Format each line of the rows below as a numbered list, skipping blank lines and omitting the pictures.

+++ Records shown +++

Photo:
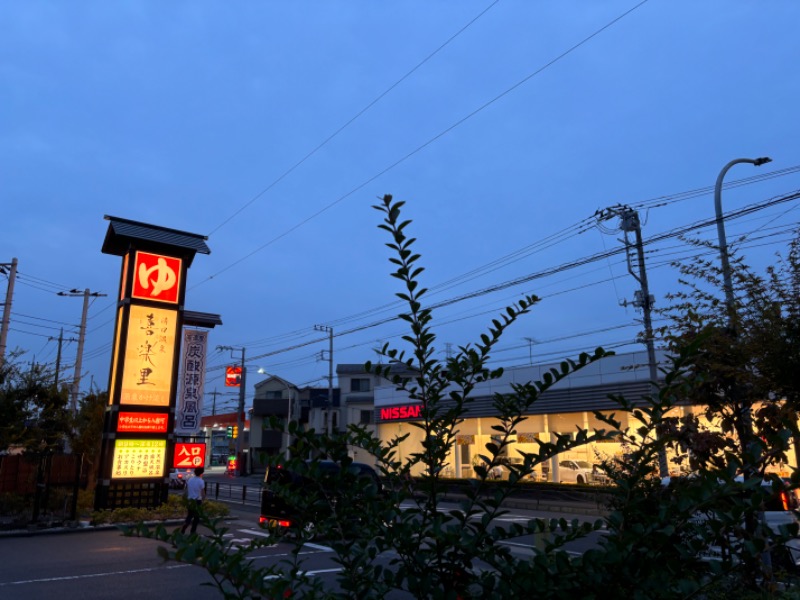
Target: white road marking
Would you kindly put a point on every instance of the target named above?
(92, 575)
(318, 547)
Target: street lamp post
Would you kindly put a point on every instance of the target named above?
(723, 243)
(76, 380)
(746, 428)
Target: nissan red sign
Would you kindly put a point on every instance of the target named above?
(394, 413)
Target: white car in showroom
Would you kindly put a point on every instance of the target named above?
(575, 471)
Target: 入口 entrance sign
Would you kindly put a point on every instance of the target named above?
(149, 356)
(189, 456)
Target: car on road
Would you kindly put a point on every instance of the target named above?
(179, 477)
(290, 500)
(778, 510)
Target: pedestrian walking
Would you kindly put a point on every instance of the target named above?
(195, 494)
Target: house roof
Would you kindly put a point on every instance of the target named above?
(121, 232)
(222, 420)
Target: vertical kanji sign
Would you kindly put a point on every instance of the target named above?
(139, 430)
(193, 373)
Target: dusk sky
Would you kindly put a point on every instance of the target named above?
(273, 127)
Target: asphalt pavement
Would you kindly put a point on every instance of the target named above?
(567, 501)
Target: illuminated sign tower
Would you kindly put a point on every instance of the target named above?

+++

Answer
1. Photo:
2. Target: white road marking
3. Would you kindly put a point on every instance of the target named above?
4. (92, 575)
5. (318, 547)
6. Target: street lamp post
7. Would you kindly put a point on every instance of the target named above?
8. (723, 243)
9. (76, 380)
10. (746, 428)
11. Target: nissan red sign
12. Would you kindly put a point on every instance of the target named above?
13. (394, 413)
14. Target: white car in showroom
15. Would you kindly put a point on every instance of the target named above?
16. (575, 471)
17. Target: 入口 entrance sign
18. Would you kindly put a point on every instance of the target named above?
19. (149, 356)
20. (189, 456)
21. Target: car on road
22. Would you kindly put a point on every instance of the target named above?
23. (179, 477)
24. (290, 500)
25. (778, 510)
26. Target: pedestrian walking
27. Would you kindly put a point on every instance of the target named above?
28. (195, 494)
29. Target: house roof
30. Would you kindly put a point on every instance of the target named above?
31. (121, 232)
32. (222, 420)
33. Target: vertical kanji sign
34. Would you kindly put a point on every instance of the target named above?
35. (139, 430)
36. (193, 373)
37. Target: dusk sky
38. Would you kindly put a point on every instance of the target named above?
39. (273, 127)
40. Target: asphalt pavement
41. Would you kindly put a point on every instance of the target named above?
42. (567, 501)
43. Target: illuminated sign tower
44. Would you kindly put a point on every instance of the target named above?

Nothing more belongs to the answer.